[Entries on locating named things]
..............................

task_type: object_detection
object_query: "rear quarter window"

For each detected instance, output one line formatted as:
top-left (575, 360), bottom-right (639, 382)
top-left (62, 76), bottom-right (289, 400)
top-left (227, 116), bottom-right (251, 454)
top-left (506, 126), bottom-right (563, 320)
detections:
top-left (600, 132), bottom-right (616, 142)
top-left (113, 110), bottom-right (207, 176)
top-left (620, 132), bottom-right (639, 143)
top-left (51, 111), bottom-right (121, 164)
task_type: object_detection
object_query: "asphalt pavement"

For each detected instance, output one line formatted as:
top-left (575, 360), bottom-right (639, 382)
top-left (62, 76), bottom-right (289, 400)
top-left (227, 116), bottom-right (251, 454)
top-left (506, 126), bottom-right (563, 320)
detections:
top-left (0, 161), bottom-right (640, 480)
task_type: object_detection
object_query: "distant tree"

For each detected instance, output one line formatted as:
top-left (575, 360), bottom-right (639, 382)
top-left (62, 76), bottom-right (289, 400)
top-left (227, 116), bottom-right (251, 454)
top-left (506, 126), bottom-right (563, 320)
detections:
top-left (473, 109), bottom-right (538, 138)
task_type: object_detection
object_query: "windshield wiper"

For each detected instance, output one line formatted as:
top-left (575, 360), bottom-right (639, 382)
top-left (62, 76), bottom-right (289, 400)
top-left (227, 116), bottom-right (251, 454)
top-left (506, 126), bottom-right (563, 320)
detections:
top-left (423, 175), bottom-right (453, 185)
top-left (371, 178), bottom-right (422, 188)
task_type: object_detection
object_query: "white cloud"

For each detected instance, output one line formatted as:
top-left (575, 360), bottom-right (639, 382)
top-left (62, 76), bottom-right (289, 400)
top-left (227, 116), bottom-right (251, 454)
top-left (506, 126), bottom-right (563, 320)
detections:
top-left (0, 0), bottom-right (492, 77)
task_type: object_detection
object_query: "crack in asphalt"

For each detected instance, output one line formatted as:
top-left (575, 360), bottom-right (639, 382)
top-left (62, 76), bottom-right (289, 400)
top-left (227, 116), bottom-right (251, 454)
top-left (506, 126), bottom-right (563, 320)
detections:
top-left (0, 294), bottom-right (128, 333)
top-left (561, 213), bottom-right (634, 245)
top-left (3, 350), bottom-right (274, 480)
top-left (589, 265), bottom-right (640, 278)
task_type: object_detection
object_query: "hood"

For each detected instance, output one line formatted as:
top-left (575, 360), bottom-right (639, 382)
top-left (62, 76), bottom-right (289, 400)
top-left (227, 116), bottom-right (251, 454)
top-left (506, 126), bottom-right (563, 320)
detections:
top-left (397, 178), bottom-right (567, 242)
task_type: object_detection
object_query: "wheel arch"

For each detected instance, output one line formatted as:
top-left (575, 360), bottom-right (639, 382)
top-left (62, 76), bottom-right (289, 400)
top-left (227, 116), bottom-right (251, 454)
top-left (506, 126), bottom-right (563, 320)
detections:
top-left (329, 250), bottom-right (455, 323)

..............................

Task to complete |
Can you rewrite the items from the start through the line containing "top-left (0, 0), bottom-right (492, 77)", inclusive, with "object_query" renamed to "search_term" and everything else left unchanged?

Result |
task_type: object_detection
search_term: "rear quarter window"

For each detected instance, output one line formatted as:
top-left (575, 360), bottom-right (639, 382)
top-left (62, 76), bottom-right (289, 400)
top-left (227, 116), bottom-right (251, 454)
top-left (506, 126), bottom-right (563, 320)
detections:
top-left (600, 132), bottom-right (616, 142)
top-left (113, 110), bottom-right (207, 176)
top-left (620, 132), bottom-right (639, 143)
top-left (51, 111), bottom-right (121, 164)
task_type: object_detection
search_term: "asphalt pavement"

For each detected instance, output one line formatted as:
top-left (575, 360), bottom-right (639, 382)
top-left (62, 76), bottom-right (289, 400)
top-left (227, 116), bottom-right (251, 454)
top-left (506, 126), bottom-right (563, 320)
detections:
top-left (0, 161), bottom-right (640, 480)
task_type: object_detection
search_term: "distant tree"

For each detected instance, output one line formatted as:
top-left (575, 360), bottom-right (639, 382)
top-left (62, 76), bottom-right (289, 400)
top-left (227, 116), bottom-right (251, 454)
top-left (506, 126), bottom-right (563, 320)
detections:
top-left (473, 109), bottom-right (538, 138)
task_type: object_detection
search_term: "windshield wiper"

For each detected instance, output one line formatted as:
top-left (575, 360), bottom-right (639, 382)
top-left (62, 76), bottom-right (289, 400)
top-left (227, 116), bottom-right (251, 454)
top-left (506, 126), bottom-right (563, 320)
detections:
top-left (423, 175), bottom-right (453, 185)
top-left (371, 178), bottom-right (422, 188)
task_type: object_detection
search_term: "white cloud"

For each detected instance, output one line formatted as:
top-left (575, 360), bottom-right (639, 382)
top-left (62, 76), bottom-right (289, 400)
top-left (227, 116), bottom-right (251, 454)
top-left (506, 126), bottom-right (563, 320)
detections:
top-left (0, 0), bottom-right (492, 77)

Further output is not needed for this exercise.